Reproduce the part of the pellet stove and propane heater forum thread starting at "I have a Napoleon" and ending at "bonus as well.".

### TEXT SECTION
———

# Pellet Stove versus Propane Room Heater



## UpStateNY (Dec 29, 2014)

Has anyone posted a study here on pellet stove versus propane LP Gas vented room heaters?  

As a pellet stove owner for 5 years now, the real savings advantage for my pellet stove is the ability to heat a few rooms where we spend the most time at a higher comfortable temp than the other rooms in the house.  Current cost of wood pellets has gone up 30% and propane LP gas has come down significantly.  I see some of these vented room wall heaters can produce 65,000 BTU.  Some don't require any electricity, which could be useful during a power outage.  I am no expert on these propane LP gas heaters.  I only just started looking at them.   Obviously the propane gas doesn't require any physical work, which might be useful when I get a older and can no longer carry 40lb bags up stairs.


----------



## Husky (Dec 29, 2014)

Don't get to excited about changing over. These prices on gas, oil and propane will not last. If you are constantly chasing the lowest cost fuel for your heating you will have to spend an awful lot of money on different appliances. If you do, make sure not to sell what you have but put it in storage. This way you won't be kicking yourself later. By next year this time you will be happy again with pellets or wood.


----------



## Bioburner (Dec 29, 2014)

We had to install a secondary heat source to qualify for off peak electricity. Picked up the stove and everything for install but the siding standoff for around $300. Alladin-Dovre 300DV Used as a backup if no electricity. Used now only for Christmas and New years ambiance.


----------



## acammer (Dec 29, 2014)

I have a Napoleon GDS28 that I run on LP in my added on living room where I have no heat ducts from the central air handler for the LP furnace and pellet stove.  I like it for a quick supplement to the coldest room in the house - it's ~22,000BTU of output and warms the room up very quick indeed.  If I let it rip for a while it'll supplement the whole house.  It works without electricity which is a nice bonus as well.

I've done the math and at my current $2.49/gal of LP it costs 71 cents an hour to run (excluding electricity for the distribution fan).  My pellet stove on its highest setting costs 50 cents an hour (again excluding electricity) to operate ($5/40lbs bag).  For comparisons sake, my house requires approximately 500,000BTU a day when it's 25*F ambient outside for 70*F inside.  To heat with pellets that'll cost $10 for the day, with the LP Stove that'll cost $16.13.  If I used the LP furnace with is more efficient I can cut the LP costs to $12.72.  Either way, pellet heat is still the cheapest by a few bucks a day, even with the low price of LP right now.


----------



## Fsappo (Dec 29, 2014)

If you are already getting a "heating rate" on LP..which today may be about $2.00 a gallon, I'd go with LP.  What little bit more you may spend some years on LP over pellets will easily be offset by not driving to get pellets, cleaning the stove, worrying if the power goes out, costly repairs/parts, etc.

If you do not have propane already and are looking to buy propane simply to service the stove, you can, in some cases pay 50 to 100% more than the "heating" price per gallon.  If that's the case, pellets will save you money, even during the twice a decade pellet price spikes.

———

Named region outline listing:
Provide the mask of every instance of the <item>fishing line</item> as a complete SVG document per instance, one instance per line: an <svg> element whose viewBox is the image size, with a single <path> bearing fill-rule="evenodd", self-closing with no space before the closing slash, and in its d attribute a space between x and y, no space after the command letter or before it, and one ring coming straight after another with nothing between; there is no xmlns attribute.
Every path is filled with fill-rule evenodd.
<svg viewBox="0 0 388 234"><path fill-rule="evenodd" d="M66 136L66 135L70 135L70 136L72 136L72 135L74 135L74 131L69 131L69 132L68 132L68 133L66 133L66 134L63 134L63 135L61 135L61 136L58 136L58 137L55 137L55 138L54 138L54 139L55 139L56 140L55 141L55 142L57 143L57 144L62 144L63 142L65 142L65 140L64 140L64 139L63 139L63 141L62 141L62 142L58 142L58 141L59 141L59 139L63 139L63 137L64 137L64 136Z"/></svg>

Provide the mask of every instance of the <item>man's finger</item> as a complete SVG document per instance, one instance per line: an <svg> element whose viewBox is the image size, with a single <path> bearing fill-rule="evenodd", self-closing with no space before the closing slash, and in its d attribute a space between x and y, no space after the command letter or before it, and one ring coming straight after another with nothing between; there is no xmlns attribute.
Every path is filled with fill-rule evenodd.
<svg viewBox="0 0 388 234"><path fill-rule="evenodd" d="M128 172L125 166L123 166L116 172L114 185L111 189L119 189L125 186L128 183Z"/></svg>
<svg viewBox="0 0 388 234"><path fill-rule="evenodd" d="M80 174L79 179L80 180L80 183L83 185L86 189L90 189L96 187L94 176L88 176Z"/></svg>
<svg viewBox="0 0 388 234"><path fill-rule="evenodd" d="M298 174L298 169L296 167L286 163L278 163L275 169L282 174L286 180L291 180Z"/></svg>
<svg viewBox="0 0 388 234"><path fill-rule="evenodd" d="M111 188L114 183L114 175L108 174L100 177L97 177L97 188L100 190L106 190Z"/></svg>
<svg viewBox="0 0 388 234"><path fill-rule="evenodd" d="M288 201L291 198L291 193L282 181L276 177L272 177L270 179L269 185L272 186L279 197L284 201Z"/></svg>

———

### FULL OUTPUT
I have a Napoleon GDS28 that I run on LP in my added on living room where I have no heat ducts from the central air handler for the LP furnace and pellet stove.  I like it for a quick supplement to the coldest room in the house - it's ~22,000BTU of output and warms the room up very quick indeed.  If I let it rip for a while it'll supplement the whole house.  It works without electricity which is a nice bonus as well.